■ Tarefas propostas
a. Indique se cada afirmação está de acordo com o texto sobre o padre Abílio, respondendo sim ou não e citando as palavras exatas do texto que decidem: (i) a edição do Igreja Viva sai no dia da Solenidade do Santíssimo Corpo e Sangue de Cristo; (ii) o padre Abílio Gomes Correia era natural de Lisboa; (iii) neste ano a solenidade é celebrada a 8 de junho.
b. Prossiga o texto sobre o padre Abílio a partir da última frase apresentada.

■ Excerto fornecido
----------------

Pe. Abílio: Apóstolo da Eucaristia

Pe. Abílio: Apóstolo da Eucaristia

DIÁRIO DO MINHO

Esta edição do Igreja Viva sai justamente no dia em que a Igreja celebra a Solenidade do Santíssimo Corpo e Sangue de Cristo, neste ano, 8 de junho. Experimentar a presença de Jesus Sacramentado, vivo em plenitude – Corpo, Sangue, Alma e Divindade – é para todos nós uma graça extraordinária. Neste dia trazemos um pouco da história do padre bracarense, Abílio Gomes Correia, Servo de Deus, conhecido como “Apóstolo da Eucaristia”, para que, segundo o seu exemplo, exercitemos a nossa devoção e sejamos inspirados a amar, em total entrega, a Jesus Eucarístico.

----------------

■ Linhas de dados

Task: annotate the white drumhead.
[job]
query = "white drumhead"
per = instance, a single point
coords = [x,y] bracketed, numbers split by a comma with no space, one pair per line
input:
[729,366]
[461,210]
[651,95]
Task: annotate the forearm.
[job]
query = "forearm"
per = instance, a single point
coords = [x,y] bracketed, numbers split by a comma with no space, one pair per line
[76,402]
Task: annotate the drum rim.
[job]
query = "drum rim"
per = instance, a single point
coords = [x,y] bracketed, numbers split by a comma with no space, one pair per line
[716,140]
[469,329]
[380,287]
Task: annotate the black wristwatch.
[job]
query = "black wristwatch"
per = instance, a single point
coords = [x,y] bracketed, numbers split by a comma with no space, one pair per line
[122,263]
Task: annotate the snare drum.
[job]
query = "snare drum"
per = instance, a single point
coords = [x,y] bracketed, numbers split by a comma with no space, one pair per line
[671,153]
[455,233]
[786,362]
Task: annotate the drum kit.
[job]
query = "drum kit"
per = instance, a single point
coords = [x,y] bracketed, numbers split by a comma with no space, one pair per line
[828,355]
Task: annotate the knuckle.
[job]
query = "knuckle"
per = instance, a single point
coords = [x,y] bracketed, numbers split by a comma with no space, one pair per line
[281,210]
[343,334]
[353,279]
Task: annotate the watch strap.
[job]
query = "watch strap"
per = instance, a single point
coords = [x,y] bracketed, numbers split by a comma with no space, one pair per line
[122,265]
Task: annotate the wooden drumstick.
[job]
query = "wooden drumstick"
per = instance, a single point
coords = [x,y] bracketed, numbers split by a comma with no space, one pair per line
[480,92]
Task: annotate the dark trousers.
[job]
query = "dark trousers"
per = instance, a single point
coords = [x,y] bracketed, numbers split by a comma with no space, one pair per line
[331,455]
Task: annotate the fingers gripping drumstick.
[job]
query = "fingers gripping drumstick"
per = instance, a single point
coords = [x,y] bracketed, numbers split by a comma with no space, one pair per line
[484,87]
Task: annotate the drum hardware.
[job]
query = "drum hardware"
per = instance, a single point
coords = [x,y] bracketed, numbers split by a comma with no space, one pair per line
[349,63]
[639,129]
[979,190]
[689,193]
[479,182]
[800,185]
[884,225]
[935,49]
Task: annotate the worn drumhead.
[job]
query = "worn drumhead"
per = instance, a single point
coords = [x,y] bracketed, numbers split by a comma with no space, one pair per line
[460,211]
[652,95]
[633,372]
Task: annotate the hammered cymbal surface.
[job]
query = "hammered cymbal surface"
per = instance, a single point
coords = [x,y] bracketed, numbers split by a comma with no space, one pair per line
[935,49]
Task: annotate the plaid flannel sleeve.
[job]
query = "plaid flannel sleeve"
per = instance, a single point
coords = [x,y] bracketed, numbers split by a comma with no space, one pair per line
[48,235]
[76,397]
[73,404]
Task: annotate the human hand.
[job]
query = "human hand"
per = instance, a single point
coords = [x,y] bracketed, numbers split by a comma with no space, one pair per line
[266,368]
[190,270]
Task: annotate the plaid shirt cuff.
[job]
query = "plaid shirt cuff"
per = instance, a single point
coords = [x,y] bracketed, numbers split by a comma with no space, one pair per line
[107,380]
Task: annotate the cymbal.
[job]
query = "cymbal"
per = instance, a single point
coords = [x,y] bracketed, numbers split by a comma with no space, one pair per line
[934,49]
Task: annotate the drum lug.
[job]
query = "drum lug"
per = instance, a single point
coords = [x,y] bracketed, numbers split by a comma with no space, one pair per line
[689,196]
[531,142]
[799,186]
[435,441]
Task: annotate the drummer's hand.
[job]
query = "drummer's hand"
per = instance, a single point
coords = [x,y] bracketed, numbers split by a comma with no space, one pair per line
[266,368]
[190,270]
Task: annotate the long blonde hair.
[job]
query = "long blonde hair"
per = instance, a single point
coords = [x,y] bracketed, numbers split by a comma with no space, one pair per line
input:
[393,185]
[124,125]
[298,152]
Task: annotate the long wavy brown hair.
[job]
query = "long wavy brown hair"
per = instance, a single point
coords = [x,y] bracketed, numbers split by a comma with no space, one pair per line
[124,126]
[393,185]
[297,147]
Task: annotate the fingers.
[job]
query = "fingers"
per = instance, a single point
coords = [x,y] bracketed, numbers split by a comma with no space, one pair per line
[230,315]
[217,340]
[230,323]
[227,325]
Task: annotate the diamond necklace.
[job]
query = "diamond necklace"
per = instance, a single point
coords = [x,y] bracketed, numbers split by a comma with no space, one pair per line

----------------

■ Respostas
a.
(i) Sim: «Esta edição do Igreja Viva sai justamente no dia em que a Igreja celebra a Solenidade do Santíssimo Corpo e Sangue de Cristo».
(ii) Não: «o padre bracarense, Abílio Gomes Correia».
(iii) Sim: «neste ano, 8 de junho».

b.
Padre Abílio nasceu em Padim da Graça, a 9 de Fevereiro de 1882. Foi ordenado sacerdote a 24 de setembro de 1904. Começou como auxiliar em Padim da Graça e capelão da Irmandade do Senhor dos Passos de Cabreiros, sendo nomeado a 21 de Julho de 1907 pároco de S. Mamede de Este, onde permaneceu (com duas interrupções), até à data da sua morte, a 29 de Junho de 1967. No texto, com sua biografia, Monsenhor Silva Araújo, descreve, entre outras coisas, assim a devoção: “Iniciou a renovação eucarística em Portugal e foi um grande adorador do Santíssimo Sacramento. Durante sessenta anos praticou regularmente o seguinte horário: das 22h até à uma hora da manhã estava em adoração na igreja; da uma até às quatro, dormia; das quatro até à hora da Missa voltava a estar na igreja. Depois da celebração ficava longo tempo em ação de graças”.

Há ainda muito a aprender e descobrir com o testemunho de vida de padre Abílio. Para isso, entrevistamos o Monsenhor Mário Rui de Oliveira, Postulador da Causa de Beatificação e Canonização do Servo de Deus.

Igreja Viva – Por que ficou conhecido como Apóstolo da Eucaristia?
Mons. Mário – Em 1922 o Servo de Deus Padre Abílio Gomes Correia, pároco de São Mamede d’Este, em Braga, foi enviado a Roma para acompanhar o Arcebispo de Braga, D. Manuel Vieira de Matos, ao Congresso Eucarístico Internacional.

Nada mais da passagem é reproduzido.